• **What you need to do**
Rewrite the entries from the line that contains "Assignment: using the image provided above, detect white table." through the line that contains "[85,0,150,54]", changing "plastic" to "glass" and keeping everything else the same.

• **Record set**
++++
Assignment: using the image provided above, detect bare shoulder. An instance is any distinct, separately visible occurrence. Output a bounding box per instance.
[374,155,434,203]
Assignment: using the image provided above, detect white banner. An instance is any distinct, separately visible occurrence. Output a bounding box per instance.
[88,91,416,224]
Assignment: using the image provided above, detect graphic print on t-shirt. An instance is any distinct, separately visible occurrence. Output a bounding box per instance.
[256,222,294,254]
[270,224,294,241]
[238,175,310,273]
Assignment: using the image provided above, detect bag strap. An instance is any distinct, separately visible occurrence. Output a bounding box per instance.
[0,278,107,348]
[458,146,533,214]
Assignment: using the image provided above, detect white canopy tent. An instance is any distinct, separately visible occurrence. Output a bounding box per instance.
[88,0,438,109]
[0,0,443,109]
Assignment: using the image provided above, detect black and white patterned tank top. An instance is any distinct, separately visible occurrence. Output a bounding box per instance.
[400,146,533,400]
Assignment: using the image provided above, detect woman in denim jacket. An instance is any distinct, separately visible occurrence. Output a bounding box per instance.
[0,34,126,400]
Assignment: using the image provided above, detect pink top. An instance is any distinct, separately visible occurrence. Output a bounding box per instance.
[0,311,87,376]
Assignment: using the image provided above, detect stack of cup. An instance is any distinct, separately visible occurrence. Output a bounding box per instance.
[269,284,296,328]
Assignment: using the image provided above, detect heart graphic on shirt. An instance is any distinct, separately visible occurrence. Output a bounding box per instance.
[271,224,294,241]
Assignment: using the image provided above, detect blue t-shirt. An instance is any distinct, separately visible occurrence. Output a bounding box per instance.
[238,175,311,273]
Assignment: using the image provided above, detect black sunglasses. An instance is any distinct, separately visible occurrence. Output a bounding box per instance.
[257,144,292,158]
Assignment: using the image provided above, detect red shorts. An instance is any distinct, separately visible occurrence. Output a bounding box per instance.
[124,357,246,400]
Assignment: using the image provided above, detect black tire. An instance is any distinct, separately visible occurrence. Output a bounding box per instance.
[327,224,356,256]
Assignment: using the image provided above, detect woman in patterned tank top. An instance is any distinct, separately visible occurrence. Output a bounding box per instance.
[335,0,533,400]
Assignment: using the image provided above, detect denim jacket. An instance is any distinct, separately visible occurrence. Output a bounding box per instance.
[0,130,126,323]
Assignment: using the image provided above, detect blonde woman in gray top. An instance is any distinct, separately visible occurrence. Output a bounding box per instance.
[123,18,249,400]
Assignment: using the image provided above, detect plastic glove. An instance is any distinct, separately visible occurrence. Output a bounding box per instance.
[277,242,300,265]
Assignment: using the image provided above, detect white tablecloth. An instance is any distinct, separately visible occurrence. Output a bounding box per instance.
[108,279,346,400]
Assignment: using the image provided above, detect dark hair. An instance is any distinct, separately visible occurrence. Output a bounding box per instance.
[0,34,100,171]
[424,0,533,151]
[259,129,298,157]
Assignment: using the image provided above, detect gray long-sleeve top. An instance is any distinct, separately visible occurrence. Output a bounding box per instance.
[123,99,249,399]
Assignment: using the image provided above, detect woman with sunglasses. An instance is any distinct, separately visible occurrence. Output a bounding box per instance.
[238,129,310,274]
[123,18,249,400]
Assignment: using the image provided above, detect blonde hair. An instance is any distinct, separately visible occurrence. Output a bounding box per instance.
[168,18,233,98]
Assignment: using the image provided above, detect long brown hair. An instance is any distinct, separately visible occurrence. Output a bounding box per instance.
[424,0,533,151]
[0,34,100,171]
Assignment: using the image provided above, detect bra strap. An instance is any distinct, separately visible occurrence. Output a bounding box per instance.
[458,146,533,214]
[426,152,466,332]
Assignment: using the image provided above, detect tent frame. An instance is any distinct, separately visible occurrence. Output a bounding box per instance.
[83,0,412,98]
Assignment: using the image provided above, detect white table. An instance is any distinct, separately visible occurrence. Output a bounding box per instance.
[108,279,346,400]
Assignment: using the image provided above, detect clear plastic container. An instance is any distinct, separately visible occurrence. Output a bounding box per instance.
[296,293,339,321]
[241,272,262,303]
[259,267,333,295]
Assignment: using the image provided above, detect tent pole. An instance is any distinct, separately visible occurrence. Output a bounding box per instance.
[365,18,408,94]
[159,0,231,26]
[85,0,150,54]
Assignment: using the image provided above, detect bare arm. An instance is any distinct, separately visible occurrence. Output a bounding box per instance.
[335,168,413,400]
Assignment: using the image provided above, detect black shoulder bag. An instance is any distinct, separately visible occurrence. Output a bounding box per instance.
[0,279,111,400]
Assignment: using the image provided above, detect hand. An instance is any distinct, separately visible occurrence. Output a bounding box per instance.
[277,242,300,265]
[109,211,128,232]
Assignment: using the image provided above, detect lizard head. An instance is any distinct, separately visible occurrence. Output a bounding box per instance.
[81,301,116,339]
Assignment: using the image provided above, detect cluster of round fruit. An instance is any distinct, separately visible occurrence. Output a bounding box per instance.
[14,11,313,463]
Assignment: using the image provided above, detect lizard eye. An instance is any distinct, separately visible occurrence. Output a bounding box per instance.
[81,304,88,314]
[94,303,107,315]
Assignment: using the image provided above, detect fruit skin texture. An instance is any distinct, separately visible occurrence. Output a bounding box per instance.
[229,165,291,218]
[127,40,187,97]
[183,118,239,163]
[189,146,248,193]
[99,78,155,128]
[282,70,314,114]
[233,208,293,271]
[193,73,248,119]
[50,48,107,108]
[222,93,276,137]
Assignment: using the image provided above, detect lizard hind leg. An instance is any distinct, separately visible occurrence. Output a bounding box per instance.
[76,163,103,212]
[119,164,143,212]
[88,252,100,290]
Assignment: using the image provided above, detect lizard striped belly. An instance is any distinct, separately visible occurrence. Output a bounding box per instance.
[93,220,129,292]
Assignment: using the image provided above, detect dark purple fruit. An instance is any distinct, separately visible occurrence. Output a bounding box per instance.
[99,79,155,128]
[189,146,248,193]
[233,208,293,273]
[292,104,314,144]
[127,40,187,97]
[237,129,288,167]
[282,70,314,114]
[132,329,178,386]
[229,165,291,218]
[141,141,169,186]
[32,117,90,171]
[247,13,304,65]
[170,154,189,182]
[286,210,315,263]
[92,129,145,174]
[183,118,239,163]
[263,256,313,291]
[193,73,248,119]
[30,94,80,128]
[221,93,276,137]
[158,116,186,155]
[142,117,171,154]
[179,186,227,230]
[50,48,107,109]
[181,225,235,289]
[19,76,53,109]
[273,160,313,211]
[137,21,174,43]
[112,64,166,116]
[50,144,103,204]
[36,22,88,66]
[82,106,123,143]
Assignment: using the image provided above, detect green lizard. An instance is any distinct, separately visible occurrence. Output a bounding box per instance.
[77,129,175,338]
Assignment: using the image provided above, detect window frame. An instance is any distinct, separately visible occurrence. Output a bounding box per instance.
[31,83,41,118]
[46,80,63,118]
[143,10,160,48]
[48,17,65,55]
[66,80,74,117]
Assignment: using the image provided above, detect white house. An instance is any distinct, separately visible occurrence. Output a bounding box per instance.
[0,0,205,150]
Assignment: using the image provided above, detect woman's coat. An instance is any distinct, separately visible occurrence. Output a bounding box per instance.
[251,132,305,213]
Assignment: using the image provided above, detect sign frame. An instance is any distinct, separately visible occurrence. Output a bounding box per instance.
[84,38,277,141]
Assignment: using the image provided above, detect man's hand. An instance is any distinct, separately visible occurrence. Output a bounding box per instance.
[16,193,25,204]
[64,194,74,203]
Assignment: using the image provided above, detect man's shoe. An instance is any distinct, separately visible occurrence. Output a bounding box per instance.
++++
• **Solution to the problem**
Assignment: using the image provided above, detect white table. An instance is any distinct, separately visible occurrence. Output a bounding box per instance.
[108,279,346,400]
Assignment: using the image provided above, detect clear glass container. An instance is any distinct, separately visible occurrence. Output a bounding box per instance.
[296,293,339,321]
[241,272,262,303]
[259,267,333,295]
Assignment: using the image provided above, detect tent pole. An instance is any distinct, separately visible occurrence. Output a bounding box per instance.
[365,18,408,94]
[159,0,231,26]
[85,0,150,54]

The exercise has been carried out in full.